EXTRACTED MATERIAL >>
BEGIN

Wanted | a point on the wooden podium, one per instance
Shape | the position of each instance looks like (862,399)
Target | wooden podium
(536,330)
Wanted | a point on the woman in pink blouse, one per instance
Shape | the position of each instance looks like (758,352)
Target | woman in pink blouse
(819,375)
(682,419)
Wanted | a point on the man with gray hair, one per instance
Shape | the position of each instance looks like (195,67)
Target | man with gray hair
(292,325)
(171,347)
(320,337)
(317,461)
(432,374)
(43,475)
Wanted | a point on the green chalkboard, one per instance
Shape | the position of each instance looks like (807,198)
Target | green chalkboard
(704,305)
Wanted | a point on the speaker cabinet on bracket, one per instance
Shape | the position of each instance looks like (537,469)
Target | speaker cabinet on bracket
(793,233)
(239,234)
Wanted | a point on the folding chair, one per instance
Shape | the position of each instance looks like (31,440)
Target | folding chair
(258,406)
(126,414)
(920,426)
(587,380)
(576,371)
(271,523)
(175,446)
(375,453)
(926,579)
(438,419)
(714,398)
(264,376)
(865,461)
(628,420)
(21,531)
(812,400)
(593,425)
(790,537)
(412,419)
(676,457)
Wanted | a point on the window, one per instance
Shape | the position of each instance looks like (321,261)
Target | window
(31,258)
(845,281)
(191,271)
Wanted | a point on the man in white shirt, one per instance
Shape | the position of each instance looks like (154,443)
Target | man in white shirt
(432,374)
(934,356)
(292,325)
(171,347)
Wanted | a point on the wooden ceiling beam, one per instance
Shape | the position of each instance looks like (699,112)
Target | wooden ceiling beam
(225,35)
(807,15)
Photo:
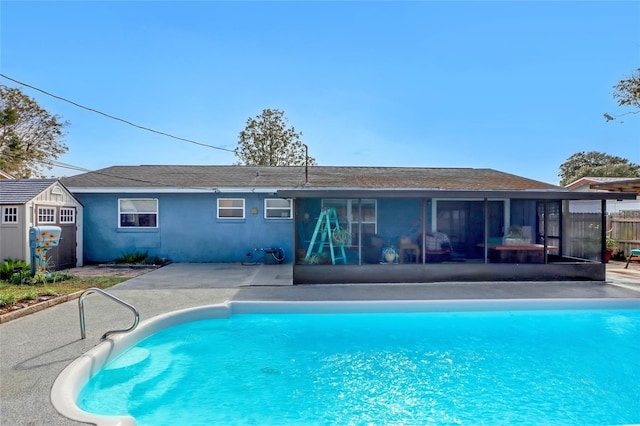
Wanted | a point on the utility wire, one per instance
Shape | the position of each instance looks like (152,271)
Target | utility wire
(117,118)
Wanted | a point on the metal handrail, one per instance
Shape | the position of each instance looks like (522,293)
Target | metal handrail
(112,297)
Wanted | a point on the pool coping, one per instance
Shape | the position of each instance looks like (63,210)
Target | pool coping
(69,383)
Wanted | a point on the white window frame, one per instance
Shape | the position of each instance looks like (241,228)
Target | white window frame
(351,208)
(10,215)
(67,215)
(141,212)
(278,209)
(46,214)
(230,208)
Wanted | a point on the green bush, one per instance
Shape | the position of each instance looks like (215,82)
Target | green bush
(7,299)
(136,257)
(9,265)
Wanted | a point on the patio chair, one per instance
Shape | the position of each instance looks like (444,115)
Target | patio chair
(635,255)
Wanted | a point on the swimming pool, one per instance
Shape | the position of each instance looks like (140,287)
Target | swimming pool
(453,362)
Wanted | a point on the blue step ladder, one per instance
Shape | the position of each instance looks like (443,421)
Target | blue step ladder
(326,226)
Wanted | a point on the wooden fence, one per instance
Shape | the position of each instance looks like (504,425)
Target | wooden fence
(625,229)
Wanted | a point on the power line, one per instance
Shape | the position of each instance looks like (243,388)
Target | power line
(117,118)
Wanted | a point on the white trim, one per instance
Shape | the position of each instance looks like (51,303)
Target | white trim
(52,214)
(172,190)
(267,209)
(243,208)
(71,216)
(156,213)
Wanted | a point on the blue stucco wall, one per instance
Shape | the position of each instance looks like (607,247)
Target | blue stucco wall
(188,230)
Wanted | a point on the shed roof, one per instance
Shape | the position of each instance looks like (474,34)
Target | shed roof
(19,191)
(220,177)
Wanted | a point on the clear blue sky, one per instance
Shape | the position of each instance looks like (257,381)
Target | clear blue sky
(512,86)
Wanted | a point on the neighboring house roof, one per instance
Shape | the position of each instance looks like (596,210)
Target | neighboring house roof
(5,175)
(588,180)
(19,191)
(247,177)
(620,185)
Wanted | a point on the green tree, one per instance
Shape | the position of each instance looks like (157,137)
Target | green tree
(267,140)
(596,164)
(627,94)
(30,137)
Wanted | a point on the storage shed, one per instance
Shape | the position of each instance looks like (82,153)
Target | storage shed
(25,203)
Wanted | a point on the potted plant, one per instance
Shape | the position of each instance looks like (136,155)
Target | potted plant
(390,254)
(341,236)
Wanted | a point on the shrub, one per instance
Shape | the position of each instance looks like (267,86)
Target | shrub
(8,299)
(9,265)
(136,257)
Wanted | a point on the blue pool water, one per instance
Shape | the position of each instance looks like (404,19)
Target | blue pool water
(504,367)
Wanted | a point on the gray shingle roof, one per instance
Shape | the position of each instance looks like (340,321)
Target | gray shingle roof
(19,191)
(294,177)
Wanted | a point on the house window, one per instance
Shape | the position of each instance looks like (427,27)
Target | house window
(138,212)
(46,215)
(9,215)
(67,215)
(230,208)
(277,208)
(351,215)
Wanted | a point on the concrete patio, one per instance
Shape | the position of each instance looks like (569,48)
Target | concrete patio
(35,348)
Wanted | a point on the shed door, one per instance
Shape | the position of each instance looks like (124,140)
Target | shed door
(64,255)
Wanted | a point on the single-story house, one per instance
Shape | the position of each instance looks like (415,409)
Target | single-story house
(27,203)
(443,224)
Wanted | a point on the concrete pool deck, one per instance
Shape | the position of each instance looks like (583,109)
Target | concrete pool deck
(34,349)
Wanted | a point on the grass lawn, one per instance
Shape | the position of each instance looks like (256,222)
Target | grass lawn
(15,296)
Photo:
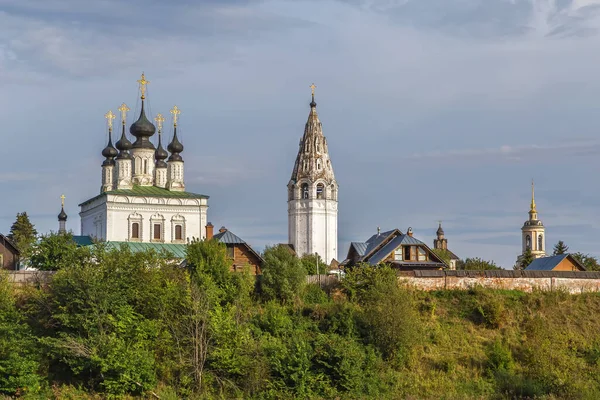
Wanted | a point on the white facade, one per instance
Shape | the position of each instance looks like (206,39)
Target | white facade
(313,195)
(111,217)
(142,197)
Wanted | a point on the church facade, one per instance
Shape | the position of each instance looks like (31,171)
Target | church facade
(313,194)
(142,196)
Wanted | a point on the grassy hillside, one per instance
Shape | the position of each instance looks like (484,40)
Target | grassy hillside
(131,325)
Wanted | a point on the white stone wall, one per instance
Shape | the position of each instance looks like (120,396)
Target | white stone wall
(109,217)
(313,227)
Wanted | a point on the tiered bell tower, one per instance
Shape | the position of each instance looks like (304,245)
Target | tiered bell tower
(313,194)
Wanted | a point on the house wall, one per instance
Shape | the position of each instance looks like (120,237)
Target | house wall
(109,217)
(242,257)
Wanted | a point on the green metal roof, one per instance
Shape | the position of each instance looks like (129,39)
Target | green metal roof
(150,191)
(178,250)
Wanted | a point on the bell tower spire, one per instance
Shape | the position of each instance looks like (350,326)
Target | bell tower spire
(312,193)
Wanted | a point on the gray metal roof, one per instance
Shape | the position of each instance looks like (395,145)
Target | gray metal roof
(360,247)
(228,237)
(549,263)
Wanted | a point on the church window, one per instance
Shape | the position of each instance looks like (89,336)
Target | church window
(320,189)
(135,230)
(305,190)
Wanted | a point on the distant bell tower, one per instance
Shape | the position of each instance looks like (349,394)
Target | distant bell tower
(533,231)
(313,194)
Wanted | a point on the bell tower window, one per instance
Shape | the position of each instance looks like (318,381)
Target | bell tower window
(320,189)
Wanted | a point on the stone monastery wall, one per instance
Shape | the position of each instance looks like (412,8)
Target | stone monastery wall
(527,281)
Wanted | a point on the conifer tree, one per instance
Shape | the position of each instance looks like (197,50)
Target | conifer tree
(23,234)
(560,248)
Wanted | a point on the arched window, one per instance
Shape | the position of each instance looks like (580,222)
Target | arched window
(135,230)
(305,190)
(320,189)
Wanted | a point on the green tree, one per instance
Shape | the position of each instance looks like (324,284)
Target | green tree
(23,234)
(56,251)
(283,274)
(589,262)
(18,350)
(310,261)
(476,264)
(560,248)
(526,259)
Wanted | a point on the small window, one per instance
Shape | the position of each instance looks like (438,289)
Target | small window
(320,189)
(135,230)
(406,253)
(305,190)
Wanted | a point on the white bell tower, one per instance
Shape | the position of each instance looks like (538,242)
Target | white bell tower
(313,194)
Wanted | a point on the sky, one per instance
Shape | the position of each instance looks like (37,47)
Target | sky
(433,110)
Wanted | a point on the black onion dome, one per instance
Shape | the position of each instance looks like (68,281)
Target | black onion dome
(175,147)
(123,145)
(160,154)
(142,129)
(63,215)
(440,231)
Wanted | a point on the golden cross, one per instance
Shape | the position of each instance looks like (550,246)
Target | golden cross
(175,111)
(143,82)
(123,110)
(159,120)
(109,117)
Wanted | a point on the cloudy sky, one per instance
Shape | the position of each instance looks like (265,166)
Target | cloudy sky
(433,110)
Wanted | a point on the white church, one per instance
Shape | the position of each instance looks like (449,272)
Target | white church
(143,197)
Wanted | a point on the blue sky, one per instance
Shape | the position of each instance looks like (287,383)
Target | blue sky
(433,110)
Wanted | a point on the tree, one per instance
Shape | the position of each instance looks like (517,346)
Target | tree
(589,262)
(310,261)
(525,260)
(56,251)
(283,274)
(476,264)
(23,234)
(560,248)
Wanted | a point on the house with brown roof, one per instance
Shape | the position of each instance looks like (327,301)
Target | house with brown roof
(243,256)
(399,250)
(9,254)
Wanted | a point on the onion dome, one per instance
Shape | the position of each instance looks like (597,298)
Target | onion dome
(63,215)
(175,147)
(160,155)
(123,145)
(440,231)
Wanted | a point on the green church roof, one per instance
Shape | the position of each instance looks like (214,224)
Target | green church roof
(150,191)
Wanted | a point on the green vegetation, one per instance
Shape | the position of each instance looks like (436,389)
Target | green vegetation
(23,234)
(116,324)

END

DESCRIPTION OF THE TASK >> Repeat the line containing "Wanted | a point on the onion" and all subsequent lines through the final line of the data, exactly and with no others.

THE REPLY >>
Wanted | a point on the onion dome, one per instance
Shape | the position of each instance looks like (597,298)
Target | onion dome
(63,215)
(175,147)
(160,155)
(123,145)
(440,231)
Wanted | a point on the green church roof, one per instance
Shape | the position of each instance looks like (214,224)
Target | green church roof
(150,191)
Wanted | a point on the green vegetation, one per instance
Shape | the position of each instance looks like (436,389)
Target | green vegetation
(23,234)
(116,324)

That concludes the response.